Letters: Remembering granddad’s threshing days

Recalling the threshing days in early New Jersey

| June 2011

  • 1920s photo, Gramp is in the light overalls (second from left)

  • 1920s photo, Gramp is in the light overalls (second from left)

I’ve been reading the March 2011 issue of Farm Collector and remembered a photo I have of my grandfather’s threshing crew. I’m a young 72 (born in 1938) but he lived into the 1990s and passed away at 92.

They had a dairy farm in central New Jersey (Blawenburg) west of Princeton, N.J., and milked 112 cows by hand every day. He’d talk for hours about taking the horses and the wagon out to thresh. That’s Gramp in the light-colored overalls (second from left). The photo was probably taken in the 1920s.

Grandmam said they always had at least nine people in a crew. Of course, when he was out on the road, my mother and grandmother had to keep the farm going. Gramp travelled some distance, 30 or 40 miles to thresh. Freehold, Penns Neck, Cranbury and other areas grew a lot of rye. This was used at horse farms, riding stables and race tracks. As a child, I remember the stack of grain 20 feet high. After threshing, round hoops were put on top to hold the cone shape. Gramp used mules to pull the thresher. The tractor pulled the wagon and all necessary equipment. Horses and the wagon were tied on in back.

::::::::::

__WRITTEN INSTRUCTION 1__. According to the letter about threshing days in New Jersey, how many cows did the family dairy farm milk by hand every day?
__WRITTEN INSTRUCTION 2__. Carry on the letter about threshing days in New Jersey, picking up after its last sentence.

__ENTRIES SHOWN__.
::::::::::

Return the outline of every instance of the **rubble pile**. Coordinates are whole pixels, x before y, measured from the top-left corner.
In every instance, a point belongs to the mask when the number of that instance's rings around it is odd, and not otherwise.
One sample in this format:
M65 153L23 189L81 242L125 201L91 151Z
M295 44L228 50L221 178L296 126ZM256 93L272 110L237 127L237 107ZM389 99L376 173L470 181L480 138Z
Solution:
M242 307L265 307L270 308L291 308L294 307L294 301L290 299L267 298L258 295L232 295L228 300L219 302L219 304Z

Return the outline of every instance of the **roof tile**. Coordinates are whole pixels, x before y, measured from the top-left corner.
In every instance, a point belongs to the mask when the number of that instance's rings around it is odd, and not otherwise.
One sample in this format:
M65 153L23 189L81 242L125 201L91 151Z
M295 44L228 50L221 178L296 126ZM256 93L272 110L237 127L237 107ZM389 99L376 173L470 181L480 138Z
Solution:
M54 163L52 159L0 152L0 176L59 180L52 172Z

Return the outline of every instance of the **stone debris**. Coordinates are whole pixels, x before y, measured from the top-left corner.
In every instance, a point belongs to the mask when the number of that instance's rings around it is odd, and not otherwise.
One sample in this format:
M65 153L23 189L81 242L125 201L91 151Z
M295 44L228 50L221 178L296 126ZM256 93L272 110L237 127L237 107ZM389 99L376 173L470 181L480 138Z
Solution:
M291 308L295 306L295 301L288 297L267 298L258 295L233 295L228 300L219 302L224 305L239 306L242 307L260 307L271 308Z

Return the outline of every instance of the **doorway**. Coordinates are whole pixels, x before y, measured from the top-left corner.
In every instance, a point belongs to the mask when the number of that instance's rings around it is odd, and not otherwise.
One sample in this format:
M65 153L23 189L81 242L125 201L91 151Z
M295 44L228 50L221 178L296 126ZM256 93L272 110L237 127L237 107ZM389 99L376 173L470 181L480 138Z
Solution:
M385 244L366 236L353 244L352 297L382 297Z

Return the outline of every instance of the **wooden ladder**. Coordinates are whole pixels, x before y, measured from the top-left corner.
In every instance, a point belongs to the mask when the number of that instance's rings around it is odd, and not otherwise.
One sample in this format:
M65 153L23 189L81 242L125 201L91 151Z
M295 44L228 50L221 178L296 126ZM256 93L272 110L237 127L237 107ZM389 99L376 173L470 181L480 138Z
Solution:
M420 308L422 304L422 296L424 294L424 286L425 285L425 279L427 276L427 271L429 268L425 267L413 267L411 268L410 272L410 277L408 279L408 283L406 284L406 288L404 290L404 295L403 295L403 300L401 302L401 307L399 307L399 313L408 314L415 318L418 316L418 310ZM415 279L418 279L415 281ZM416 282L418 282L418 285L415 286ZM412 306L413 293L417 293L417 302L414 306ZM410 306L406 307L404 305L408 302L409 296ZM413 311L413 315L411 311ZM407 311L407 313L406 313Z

::::::::::

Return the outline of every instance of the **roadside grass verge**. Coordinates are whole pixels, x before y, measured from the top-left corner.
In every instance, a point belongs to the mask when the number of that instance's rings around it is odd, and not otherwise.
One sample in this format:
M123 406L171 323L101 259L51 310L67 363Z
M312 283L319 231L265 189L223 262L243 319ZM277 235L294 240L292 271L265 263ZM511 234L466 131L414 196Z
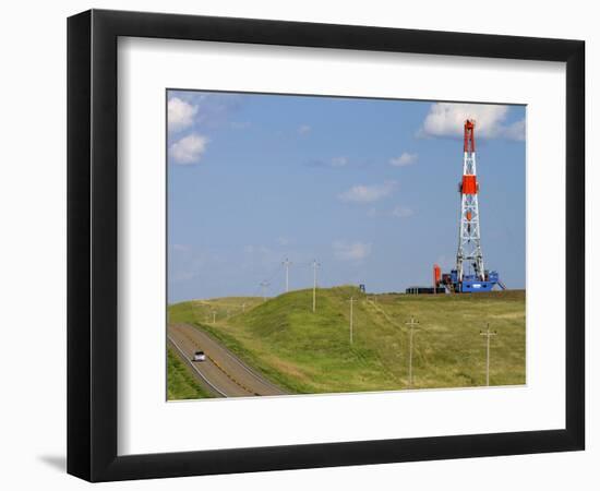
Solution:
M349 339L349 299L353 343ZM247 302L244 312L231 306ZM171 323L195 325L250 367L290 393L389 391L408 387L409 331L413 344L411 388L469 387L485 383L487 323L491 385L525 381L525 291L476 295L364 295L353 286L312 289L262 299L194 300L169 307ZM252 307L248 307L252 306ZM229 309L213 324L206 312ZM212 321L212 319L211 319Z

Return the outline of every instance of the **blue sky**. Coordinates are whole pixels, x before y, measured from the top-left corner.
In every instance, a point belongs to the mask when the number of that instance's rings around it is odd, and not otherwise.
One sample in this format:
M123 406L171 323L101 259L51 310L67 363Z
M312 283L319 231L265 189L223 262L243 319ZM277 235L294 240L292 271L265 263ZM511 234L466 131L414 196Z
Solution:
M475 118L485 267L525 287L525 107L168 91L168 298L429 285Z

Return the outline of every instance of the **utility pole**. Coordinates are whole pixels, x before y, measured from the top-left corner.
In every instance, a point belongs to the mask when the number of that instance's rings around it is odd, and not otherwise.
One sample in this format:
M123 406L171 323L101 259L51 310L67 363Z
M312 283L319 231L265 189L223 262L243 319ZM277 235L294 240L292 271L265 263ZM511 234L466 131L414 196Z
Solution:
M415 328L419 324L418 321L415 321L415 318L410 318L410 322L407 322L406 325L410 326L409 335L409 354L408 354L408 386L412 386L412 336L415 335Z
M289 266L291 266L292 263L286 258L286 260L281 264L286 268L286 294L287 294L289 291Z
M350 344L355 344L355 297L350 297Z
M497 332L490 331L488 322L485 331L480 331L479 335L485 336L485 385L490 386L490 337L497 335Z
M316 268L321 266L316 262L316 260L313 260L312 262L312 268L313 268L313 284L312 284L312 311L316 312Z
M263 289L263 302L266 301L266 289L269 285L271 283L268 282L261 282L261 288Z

::::::::::

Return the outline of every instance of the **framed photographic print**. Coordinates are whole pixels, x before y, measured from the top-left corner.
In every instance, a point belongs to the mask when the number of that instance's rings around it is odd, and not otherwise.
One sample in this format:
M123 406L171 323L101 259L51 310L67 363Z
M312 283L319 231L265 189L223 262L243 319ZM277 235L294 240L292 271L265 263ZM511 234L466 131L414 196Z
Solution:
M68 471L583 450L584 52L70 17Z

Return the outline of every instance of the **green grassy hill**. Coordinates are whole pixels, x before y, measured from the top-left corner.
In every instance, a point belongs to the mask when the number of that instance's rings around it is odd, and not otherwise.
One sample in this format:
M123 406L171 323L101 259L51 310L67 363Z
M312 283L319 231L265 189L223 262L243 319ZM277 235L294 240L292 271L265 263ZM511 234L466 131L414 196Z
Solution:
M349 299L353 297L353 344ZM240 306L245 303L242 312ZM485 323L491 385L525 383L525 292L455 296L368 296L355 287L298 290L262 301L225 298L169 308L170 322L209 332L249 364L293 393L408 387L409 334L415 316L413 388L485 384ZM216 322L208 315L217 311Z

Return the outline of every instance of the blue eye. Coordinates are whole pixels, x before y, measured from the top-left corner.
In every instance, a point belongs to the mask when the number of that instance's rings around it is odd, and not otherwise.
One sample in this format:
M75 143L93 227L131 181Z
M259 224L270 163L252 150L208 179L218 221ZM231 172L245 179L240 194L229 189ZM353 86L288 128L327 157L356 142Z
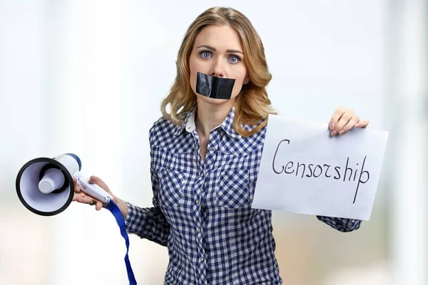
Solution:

::::::::::

__TASK RESPONSE 1__. 112 cows.

__TASK RESPONSE 2__.
His daughter became my mom. She just passed away at 96 years young and we would talk for hours about Gramp’s exploits. He used to speechify about how hard he’d always worked. Mom said running the farm was harder. When she was in elementary school, Gramp was the truant officer. He was getting corn in to fill the silo and made Mom drive the wagons from the field to the chopper. She was so mad at him: It was the only day of school she ever missed.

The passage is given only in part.